**EXERCISE INSTRUCTIONS:**
Copy the entries below verbatim, from the first line through the line containing "pixel 102 631", both included.

--- START OF WORKING DATA ---

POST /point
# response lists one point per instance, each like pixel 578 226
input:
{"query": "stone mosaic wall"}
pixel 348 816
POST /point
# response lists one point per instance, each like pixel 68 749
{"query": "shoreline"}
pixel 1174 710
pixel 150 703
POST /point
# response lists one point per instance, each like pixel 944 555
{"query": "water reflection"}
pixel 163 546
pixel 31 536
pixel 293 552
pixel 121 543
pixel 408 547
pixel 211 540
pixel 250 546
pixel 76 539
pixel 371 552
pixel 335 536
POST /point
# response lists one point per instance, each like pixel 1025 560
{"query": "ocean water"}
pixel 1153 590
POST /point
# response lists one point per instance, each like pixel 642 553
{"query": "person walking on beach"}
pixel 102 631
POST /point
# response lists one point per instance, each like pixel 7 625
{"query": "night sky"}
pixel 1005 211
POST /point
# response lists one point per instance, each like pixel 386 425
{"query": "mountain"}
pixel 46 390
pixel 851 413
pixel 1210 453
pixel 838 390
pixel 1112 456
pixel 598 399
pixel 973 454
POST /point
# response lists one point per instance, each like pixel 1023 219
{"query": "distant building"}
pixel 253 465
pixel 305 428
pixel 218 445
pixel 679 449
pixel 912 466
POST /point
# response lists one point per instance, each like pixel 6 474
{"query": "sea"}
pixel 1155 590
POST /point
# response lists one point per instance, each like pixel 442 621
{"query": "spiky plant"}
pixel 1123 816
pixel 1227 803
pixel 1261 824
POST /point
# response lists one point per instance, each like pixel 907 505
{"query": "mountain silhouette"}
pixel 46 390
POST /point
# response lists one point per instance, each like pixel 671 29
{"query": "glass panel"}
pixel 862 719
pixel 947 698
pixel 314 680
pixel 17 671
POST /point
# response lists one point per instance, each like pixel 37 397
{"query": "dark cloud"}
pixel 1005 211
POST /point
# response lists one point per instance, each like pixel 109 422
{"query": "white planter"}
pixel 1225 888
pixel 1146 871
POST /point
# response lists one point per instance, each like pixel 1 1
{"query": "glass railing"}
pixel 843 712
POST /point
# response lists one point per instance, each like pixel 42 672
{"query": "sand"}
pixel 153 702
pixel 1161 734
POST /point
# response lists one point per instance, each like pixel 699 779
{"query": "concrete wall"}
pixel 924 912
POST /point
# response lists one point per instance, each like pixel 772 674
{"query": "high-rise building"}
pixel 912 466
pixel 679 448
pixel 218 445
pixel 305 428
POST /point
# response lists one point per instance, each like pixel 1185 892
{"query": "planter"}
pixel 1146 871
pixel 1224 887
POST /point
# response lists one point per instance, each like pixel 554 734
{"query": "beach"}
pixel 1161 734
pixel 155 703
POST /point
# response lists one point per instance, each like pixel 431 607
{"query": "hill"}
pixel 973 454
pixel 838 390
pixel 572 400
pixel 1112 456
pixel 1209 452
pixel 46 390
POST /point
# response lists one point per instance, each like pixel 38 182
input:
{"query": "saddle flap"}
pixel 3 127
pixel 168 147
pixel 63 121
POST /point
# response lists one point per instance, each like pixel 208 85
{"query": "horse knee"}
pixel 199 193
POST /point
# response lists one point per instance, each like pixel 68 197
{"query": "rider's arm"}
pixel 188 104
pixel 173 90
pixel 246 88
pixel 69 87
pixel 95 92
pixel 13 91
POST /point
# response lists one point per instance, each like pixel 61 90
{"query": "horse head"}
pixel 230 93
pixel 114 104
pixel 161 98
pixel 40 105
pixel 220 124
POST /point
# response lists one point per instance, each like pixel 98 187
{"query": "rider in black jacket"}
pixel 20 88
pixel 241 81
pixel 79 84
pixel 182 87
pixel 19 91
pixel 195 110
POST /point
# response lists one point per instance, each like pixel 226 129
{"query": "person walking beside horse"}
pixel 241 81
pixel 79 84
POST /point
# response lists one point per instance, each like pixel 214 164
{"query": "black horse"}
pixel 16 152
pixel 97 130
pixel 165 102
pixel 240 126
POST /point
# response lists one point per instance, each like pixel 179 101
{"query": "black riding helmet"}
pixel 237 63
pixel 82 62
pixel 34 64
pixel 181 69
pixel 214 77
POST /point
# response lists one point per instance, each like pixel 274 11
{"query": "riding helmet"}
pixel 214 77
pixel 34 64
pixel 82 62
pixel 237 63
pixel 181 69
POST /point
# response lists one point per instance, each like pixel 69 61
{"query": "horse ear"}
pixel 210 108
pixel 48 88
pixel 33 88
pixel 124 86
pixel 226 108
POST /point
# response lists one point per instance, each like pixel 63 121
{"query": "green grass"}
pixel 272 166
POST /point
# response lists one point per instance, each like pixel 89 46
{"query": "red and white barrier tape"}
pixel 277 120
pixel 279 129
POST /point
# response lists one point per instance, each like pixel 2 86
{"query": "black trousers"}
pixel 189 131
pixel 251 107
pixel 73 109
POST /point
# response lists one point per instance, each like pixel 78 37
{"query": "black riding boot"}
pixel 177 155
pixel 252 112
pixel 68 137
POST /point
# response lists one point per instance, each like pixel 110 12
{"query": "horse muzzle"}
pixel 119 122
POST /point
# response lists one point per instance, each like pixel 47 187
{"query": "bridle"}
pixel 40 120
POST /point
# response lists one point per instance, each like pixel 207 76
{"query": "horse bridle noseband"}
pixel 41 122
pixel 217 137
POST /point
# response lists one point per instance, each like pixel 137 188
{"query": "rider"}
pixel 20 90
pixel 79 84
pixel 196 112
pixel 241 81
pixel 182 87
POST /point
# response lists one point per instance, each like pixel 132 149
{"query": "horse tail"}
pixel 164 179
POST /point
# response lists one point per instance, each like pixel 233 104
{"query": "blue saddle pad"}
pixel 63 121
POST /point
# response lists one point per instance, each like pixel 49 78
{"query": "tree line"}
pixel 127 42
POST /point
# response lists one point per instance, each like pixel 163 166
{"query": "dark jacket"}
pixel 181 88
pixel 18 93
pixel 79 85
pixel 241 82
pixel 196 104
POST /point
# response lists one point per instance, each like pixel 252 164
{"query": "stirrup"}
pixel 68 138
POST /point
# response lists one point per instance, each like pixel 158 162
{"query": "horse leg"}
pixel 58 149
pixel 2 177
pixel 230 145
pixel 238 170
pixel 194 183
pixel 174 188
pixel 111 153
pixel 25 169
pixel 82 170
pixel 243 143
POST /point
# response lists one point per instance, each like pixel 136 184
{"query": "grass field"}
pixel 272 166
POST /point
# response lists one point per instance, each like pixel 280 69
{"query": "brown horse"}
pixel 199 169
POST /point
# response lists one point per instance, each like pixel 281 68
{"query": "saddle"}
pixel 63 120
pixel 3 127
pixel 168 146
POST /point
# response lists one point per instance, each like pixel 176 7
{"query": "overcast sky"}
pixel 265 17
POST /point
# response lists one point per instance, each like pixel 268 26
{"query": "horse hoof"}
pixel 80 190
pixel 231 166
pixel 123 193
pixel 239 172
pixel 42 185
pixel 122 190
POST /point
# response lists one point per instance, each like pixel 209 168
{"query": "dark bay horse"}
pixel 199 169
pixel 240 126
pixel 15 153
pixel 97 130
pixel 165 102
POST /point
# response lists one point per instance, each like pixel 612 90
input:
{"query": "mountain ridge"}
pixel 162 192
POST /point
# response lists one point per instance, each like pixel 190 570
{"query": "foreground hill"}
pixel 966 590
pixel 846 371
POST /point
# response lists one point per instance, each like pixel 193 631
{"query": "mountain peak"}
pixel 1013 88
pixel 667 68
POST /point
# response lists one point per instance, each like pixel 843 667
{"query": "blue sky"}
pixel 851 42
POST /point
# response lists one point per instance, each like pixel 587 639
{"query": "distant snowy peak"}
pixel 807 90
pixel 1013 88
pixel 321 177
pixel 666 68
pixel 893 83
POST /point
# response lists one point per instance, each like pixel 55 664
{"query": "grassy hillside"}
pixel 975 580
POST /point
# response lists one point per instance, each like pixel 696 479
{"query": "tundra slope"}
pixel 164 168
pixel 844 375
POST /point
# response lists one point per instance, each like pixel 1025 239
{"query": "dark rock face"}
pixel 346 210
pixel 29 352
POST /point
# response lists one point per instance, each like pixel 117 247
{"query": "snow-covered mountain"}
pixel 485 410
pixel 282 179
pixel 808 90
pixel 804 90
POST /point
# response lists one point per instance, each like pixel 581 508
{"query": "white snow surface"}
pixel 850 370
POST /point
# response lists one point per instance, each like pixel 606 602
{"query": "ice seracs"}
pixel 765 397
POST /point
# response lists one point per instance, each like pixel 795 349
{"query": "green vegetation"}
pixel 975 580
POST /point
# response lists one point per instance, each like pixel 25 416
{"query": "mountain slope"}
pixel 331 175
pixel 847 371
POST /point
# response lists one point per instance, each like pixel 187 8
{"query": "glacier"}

--- END OF WORKING DATA ---

**ANSWER TO THIS TASK:**
POST /point
# response lists one point per instance, each like pixel 578 226
input:
{"query": "stone mosaic wall"}
pixel 348 816
POST /point
# response lists one point per instance, each like pixel 68 749
{"query": "shoreline"}
pixel 1174 710
pixel 150 703
POST /point
# response lists one point per instance, each like pixel 944 555
{"query": "water reflection"}
pixel 163 546
pixel 31 536
pixel 293 552
pixel 121 543
pixel 408 547
pixel 211 540
pixel 250 546
pixel 76 539
pixel 371 552
pixel 335 536
POST /point
# response lists one point per instance, each like pixel 1025 560
{"query": "ocean water"}
pixel 1153 590
POST /point
# response lists one point per instance, each like pixel 642 553
{"query": "person walking on beach"}
pixel 102 631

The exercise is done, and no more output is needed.